__Source document__.
Due to the size and structure of the Company and its Board of Directors, the Board historically did not have a standing Compensation Committee. The functions that would be performed by the Compensation Committee had been performed by the entire Board of Directors. The Compensation Committee was created on August 21, 2017. Prior to creation of the Compensation Committee, with respect to functions customarily performed by independent members of a compensation committee, our non-independent directors did not participate in such functions.

 

The Compensation Committee currently consists of three members, including Messrs. Patel, Welch and Kim. Each of the current members of the Compensation Committee is a non-employee director, and each member is independent as defined in Rule 5605(a)(2) of the Nasdaq Listing Rules. The Compensation Committee is responsible for establishing and administering the Company’s compensation arrangements for all executive officers.

 

The Compensation Committee meets no less frequently than annually (and more frequently as circumstances dictate) to discuss and determine executive officer and director compensation. The Compensation Committee does not generally retain the services of any compensation consultants. However, from time to time it utilizes compensation data from companies that the Compensation Committee deems to be competitive with the Company in connection with its annual review of executive compensation. The Compensation Committee has the power to form and delegate authority to subcommittees when appropriate, provided that such subcommittees are composed entirely of directors who would qualify for membership on the Compensation Committee pursuant to applicable Nasdaq Listing Rules.

 

No additional compensation is paid to directors for participation on the Compensation Committee. The Compensation Committee operates under a written charter, which was adopted on August 21, 2017 and is available on the Company’s website.

 

Nominating and Governance Committee

 

Due to the size and structure of the Company and its Board of Directors, the Board historically did not have a standing Nominating and Governance Committee. The functions that would be performed by the Nominating and Governance Committee had been performed by the entire Board of Directors. The Nominating and Governance Committee was created on August 21, 2017. Prior to creation of the Nominating and Governance Committee, with respect to functions customarily performed by independent members of a nominating and governance committee, our non-independent directors did not participate in such functions.

__Excerpted records__.
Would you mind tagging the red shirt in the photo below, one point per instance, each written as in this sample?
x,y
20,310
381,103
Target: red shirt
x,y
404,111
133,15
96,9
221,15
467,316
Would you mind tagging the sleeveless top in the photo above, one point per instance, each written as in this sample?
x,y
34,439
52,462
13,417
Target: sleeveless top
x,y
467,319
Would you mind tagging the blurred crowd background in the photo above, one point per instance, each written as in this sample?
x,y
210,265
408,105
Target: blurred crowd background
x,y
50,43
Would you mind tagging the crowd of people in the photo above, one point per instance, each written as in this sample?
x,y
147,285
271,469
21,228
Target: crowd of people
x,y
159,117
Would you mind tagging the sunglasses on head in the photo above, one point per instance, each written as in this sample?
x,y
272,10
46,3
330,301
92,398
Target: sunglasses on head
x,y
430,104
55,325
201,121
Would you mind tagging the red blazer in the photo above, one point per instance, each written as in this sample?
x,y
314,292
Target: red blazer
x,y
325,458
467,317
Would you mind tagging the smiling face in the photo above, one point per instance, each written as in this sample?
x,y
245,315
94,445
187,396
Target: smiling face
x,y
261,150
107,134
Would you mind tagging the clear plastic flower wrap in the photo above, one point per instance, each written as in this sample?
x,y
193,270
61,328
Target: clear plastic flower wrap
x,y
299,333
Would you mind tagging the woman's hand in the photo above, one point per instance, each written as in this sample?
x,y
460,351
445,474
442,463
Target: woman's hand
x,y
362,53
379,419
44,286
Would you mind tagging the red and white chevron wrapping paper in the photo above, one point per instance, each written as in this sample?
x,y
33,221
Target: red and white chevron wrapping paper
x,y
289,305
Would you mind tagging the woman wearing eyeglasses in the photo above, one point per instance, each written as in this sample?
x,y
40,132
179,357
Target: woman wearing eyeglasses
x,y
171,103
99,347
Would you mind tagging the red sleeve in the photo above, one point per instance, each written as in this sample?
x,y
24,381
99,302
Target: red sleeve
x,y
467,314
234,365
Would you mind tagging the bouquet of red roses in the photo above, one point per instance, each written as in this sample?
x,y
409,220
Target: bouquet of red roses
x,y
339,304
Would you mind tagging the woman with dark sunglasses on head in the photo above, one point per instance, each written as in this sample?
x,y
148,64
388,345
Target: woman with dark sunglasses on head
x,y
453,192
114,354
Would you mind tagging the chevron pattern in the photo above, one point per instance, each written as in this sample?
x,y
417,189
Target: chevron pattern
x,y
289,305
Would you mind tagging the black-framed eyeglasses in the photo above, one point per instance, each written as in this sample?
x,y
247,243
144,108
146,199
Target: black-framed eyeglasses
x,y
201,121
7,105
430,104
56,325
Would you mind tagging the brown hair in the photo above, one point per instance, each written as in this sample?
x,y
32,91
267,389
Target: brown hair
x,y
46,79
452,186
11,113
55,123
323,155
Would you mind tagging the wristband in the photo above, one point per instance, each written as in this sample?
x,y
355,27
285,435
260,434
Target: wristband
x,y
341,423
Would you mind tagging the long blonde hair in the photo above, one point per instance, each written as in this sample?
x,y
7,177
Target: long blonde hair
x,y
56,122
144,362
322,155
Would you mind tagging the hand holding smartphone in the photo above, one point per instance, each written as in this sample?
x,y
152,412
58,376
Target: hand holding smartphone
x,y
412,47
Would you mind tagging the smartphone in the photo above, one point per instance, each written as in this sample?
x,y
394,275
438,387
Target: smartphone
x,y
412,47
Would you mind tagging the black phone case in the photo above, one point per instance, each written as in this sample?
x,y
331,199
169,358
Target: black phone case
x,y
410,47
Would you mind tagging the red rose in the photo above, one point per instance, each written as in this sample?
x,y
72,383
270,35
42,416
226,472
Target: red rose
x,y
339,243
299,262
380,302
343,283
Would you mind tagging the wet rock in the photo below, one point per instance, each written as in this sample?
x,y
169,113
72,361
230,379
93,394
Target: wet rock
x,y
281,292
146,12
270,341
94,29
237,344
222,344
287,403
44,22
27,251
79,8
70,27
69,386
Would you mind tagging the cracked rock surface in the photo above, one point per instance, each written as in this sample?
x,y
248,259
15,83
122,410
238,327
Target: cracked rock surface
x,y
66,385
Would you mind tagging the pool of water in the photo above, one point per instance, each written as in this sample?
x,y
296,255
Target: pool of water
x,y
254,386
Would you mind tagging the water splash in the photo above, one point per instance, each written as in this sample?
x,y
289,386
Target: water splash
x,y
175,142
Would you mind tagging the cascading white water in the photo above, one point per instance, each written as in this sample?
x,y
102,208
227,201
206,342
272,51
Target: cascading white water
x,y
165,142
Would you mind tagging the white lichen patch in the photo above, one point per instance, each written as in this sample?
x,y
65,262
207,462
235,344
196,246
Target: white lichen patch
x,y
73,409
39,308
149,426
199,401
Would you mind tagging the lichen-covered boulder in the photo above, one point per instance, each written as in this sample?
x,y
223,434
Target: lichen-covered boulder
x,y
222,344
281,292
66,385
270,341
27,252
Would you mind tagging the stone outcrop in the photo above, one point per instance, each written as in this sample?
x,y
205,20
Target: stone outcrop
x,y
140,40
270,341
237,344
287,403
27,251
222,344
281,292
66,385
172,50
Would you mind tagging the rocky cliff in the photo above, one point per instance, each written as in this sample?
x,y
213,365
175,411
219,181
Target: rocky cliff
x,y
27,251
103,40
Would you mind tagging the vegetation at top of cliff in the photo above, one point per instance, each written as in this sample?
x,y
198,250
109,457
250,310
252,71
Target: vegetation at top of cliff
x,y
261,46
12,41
--
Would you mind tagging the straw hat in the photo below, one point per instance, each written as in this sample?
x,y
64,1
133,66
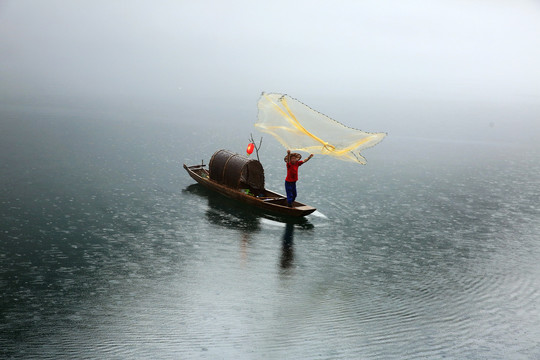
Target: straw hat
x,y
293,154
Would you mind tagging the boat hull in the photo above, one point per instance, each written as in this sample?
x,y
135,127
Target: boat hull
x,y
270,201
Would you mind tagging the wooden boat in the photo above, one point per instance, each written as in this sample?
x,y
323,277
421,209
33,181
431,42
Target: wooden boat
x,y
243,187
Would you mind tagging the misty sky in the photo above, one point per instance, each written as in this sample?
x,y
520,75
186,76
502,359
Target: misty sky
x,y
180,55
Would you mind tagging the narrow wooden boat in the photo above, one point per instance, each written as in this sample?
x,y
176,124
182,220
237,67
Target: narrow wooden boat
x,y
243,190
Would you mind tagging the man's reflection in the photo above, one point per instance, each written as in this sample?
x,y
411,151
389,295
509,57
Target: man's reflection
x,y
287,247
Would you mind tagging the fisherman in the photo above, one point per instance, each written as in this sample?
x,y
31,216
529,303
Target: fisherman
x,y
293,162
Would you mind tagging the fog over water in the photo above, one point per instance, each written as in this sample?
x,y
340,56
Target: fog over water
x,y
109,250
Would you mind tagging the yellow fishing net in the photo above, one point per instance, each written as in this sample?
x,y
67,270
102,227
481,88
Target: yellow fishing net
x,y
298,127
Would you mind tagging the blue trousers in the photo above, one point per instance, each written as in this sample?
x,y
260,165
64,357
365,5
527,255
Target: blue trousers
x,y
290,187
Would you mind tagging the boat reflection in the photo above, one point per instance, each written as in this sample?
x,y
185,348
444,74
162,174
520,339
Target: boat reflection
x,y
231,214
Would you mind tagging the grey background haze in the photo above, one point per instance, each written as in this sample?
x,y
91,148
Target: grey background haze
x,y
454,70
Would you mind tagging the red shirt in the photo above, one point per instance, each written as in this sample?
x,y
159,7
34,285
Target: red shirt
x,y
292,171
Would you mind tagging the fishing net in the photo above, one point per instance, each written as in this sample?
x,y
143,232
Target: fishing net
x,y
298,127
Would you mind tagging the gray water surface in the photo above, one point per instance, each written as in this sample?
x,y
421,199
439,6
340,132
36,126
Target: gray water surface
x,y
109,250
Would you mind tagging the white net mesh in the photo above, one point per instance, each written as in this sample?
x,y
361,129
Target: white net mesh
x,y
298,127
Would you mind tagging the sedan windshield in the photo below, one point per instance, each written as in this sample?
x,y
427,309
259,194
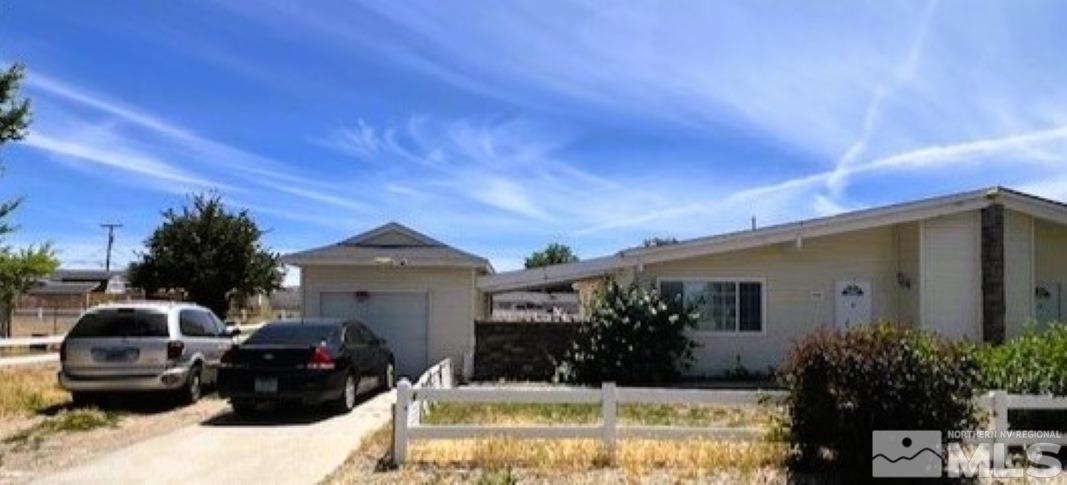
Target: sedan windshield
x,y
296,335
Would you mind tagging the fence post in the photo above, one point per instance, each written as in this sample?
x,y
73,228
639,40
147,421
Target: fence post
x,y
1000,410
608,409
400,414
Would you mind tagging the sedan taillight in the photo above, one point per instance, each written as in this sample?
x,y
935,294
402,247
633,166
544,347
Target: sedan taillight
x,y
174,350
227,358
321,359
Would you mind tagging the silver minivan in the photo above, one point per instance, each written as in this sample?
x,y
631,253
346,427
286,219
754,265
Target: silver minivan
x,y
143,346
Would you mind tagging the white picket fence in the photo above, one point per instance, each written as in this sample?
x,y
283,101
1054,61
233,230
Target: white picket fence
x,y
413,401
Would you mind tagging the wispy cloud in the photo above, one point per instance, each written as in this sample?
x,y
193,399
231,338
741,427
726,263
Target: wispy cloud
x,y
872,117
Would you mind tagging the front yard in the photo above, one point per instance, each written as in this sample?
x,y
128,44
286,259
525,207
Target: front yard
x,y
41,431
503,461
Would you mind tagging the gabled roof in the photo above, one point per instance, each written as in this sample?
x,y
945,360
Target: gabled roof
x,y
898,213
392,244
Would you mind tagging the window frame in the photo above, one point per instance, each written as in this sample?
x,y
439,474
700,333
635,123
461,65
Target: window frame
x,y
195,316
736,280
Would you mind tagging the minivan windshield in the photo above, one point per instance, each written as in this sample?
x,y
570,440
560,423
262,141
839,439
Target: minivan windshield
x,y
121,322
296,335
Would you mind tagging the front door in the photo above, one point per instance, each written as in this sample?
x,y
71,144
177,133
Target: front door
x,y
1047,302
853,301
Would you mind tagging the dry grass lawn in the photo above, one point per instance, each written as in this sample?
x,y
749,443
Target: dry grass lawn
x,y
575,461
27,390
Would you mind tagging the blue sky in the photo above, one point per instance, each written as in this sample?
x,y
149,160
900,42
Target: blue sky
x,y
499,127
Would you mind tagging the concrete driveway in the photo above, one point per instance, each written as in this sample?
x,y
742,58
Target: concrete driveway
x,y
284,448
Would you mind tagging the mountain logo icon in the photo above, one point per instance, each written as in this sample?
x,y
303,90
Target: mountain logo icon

__Work required__. Copy the stretch of the board committees passage from "The Compensation Committee currently" through "all executive officers." word for word.

__Solution to this exercise__.
The Compensation Committee currently consists of three members, including Messrs. Patel, Welch and Kim. Each of the current members of the Compensation Committee is a non-employee director, and each member is independent as defined in Rule 5605(a)(2) of the Nasdaq Listing Rules. The Compensation Committee is responsible for establishing and administering the Company’s compensation arrangements for all executive officers.